### PROBLEM REQUIREMENTS
Continue the email thread on PCI rules for card data from where it stops.

### SOURCE DOCUMENT
- - - -

Incidentally, an individual sending their own personal or corporate card
data via email or other insecure channels is not a PCI violation. Reason
being is that the business entity hosting the mail system is not acting as
a processor. Example: You send a Citibank card number to someone selling
stuff on Etsy through Dekko's email. In this case Dekko is not a service
provider WRT the card transaction. For the transaction they are none of
these: a broker, a merchant, a payment gateway, a clearing house, acting as
a 3rd party processor, and aren't the issuing bank.

The PCI standard and supporting docs are all freely available if you want
to look at it in more detail.
https://www.pcisecuritystandards.org/document_library


On Thu, Apr 18, 2019 at 10:46 AM Rob Berendt <rob@xxxxxxxxx> wrote:

So an encrypted file does not count as file/folder encryption?

-----Original Message-----
From: PcTech <pctech-bounces@xxxxxxxxxxxxxxxxxx> On Behalf Of John Jones
Sent: Wednesday, April 17, 2019 9:04 PM
To: PC Technical Discussion for IBM i (AS/400 and iSeries) Users <
pctech@xxxxxxxxxxxxxxxxxx>
Subject: Re: [PCTECH] Email blocking inbound credit card numbers

Short answer is no. PCI data stored in production databases needs to be
encrypted at rest. Typically that involves disk encryption, file/folder
encryption, or column encryption within tables (transparent data encryption
or similar).

- - - -

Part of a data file
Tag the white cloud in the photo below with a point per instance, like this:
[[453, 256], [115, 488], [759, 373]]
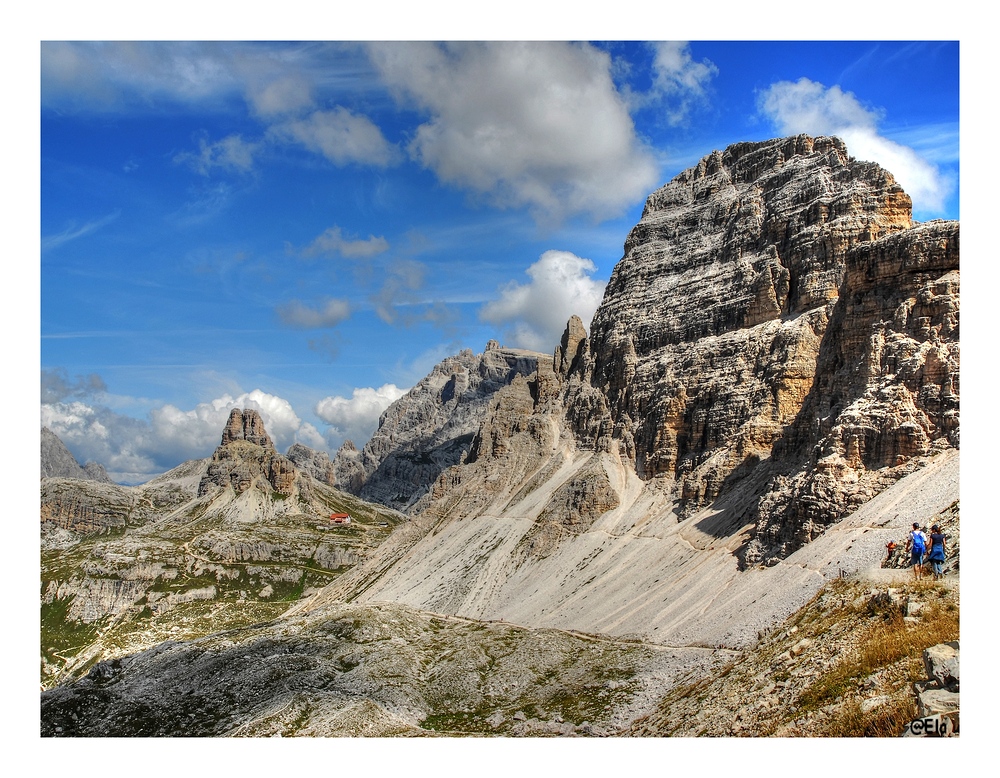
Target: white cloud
[[333, 242], [679, 83], [341, 136], [534, 124], [73, 232], [534, 315], [330, 313], [806, 106], [284, 95], [134, 450], [230, 153], [356, 417]]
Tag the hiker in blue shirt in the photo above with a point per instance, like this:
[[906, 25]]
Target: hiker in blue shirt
[[916, 544], [936, 557]]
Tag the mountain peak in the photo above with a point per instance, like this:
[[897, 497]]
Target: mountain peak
[[246, 425], [58, 462], [242, 467]]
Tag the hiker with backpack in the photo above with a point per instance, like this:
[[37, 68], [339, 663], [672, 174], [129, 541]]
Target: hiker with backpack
[[936, 557], [916, 544]]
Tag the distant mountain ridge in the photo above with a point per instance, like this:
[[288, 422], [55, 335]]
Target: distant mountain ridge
[[58, 462], [769, 394], [430, 428], [778, 345]]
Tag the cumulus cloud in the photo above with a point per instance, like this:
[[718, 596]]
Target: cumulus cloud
[[679, 83], [134, 450], [523, 124], [114, 74], [534, 315], [805, 106], [403, 278], [332, 242], [341, 136], [356, 417], [232, 153], [287, 94], [329, 313]]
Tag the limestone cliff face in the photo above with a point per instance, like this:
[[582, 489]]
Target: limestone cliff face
[[886, 391], [431, 428], [773, 300], [316, 463], [246, 458], [776, 318]]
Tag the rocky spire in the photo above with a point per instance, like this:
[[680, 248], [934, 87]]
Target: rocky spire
[[246, 425], [241, 467]]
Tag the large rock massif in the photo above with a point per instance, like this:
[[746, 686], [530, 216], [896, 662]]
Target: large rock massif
[[778, 345], [767, 397]]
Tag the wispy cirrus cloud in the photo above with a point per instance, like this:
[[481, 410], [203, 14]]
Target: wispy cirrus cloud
[[329, 313], [333, 242], [232, 153], [73, 231]]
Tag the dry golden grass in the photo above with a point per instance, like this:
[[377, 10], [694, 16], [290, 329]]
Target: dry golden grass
[[886, 641]]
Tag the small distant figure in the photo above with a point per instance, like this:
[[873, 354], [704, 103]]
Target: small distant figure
[[916, 544], [937, 555]]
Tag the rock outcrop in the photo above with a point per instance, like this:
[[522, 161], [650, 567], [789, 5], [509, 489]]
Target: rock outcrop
[[431, 427], [246, 458], [776, 316], [58, 462], [316, 463], [776, 350]]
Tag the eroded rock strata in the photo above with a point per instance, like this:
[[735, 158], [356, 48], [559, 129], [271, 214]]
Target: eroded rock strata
[[778, 325], [431, 428]]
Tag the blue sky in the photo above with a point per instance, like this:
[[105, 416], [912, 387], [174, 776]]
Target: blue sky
[[307, 228]]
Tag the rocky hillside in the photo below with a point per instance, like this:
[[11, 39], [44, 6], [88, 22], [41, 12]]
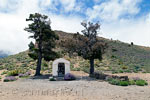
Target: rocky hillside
[[3, 54], [119, 58]]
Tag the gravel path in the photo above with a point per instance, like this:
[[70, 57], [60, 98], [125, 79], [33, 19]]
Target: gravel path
[[42, 89]]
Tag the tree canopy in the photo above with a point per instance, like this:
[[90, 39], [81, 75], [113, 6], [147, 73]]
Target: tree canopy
[[87, 45], [44, 39]]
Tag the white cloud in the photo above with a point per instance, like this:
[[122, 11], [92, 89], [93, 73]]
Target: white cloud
[[112, 10], [131, 30], [13, 38]]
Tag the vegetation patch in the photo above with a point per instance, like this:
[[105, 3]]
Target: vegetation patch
[[10, 79], [119, 82], [52, 79]]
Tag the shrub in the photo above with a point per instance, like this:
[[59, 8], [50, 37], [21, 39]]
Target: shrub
[[124, 83], [69, 76], [115, 82], [14, 72], [4, 72], [114, 72], [120, 71], [124, 67], [24, 75], [52, 79], [10, 78], [131, 82], [76, 69], [141, 82]]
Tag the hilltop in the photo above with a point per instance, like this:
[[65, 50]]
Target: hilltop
[[119, 57]]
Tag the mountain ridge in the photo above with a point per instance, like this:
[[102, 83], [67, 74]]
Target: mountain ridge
[[119, 57]]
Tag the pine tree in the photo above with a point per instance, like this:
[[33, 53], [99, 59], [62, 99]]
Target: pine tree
[[44, 39], [87, 45]]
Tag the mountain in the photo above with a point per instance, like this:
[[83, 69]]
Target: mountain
[[3, 54], [120, 57]]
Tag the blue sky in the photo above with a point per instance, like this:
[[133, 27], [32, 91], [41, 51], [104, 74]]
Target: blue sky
[[124, 20]]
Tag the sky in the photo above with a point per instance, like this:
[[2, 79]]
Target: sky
[[124, 20]]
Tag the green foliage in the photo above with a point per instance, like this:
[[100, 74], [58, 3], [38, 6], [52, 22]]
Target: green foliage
[[45, 39], [4, 72], [52, 79], [119, 82], [141, 82], [131, 82], [124, 83], [14, 72], [114, 81], [43, 35]]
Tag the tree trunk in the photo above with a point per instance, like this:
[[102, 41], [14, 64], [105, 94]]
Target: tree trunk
[[38, 68], [91, 66], [39, 62]]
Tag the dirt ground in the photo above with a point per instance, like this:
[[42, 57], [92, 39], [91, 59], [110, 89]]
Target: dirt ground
[[84, 88]]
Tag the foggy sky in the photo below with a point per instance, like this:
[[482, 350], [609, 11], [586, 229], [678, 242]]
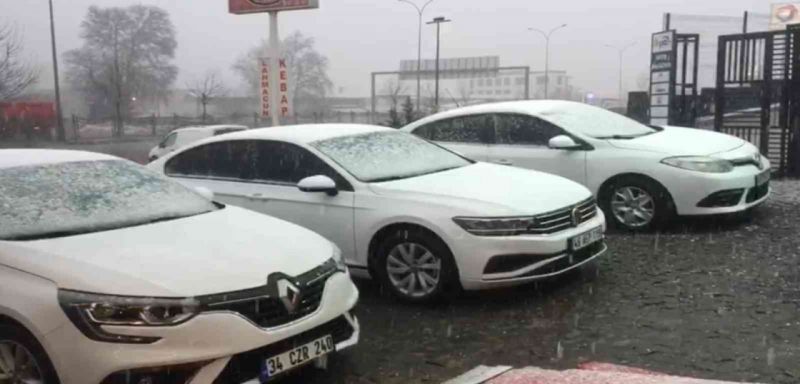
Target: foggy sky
[[361, 36]]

- - - -

### REPLY TO THE TASK
Also, PCI data in transport needs to be encrypted when sent over public
networks.

PCI also requires encryption key management so sending something encrypted
without a key management process to rotate the keys, have assigned key
custodians, etc. is only a partial pass of the controls.

On Wed, Apr 17, 2019 at 1:33 PM Rob Berendt <rob@xxxxxxxxx> wrote:

Kind of curious. If the sensitive information is in an encrypted
attachment does that exclude tossing in the whole email system for
review?

-----Original Message-----
From: PcTech <pctech-bounces@xxxxxxxxxxxxxxxxxx> On Behalf Of John
Jones
Sent: Wednesday, April 17, 2019 2:14 PM
To: PC Technical Discussion for IBM i (AS/400 and iSeries) Users <
pctech@xxxxxxxxxxxxxxxxxx>
Cc: David Gibbs <david@xxxxxxxxxxxx>
Subject: Re: [PCTECH] Email blocking inbound credit card numbers

If you're a merchant, service provider, or other processor in the PCI
chain and you take CCs via email then your entire email system may be
considered in-scope by your PCI assessor and the full DSS applies.
Which means encryption everywhere, physical access reviews, etc.
Generally, even if you use Office365, G Suite, or some other hosted
solution, this is non-trivial and non-cheap.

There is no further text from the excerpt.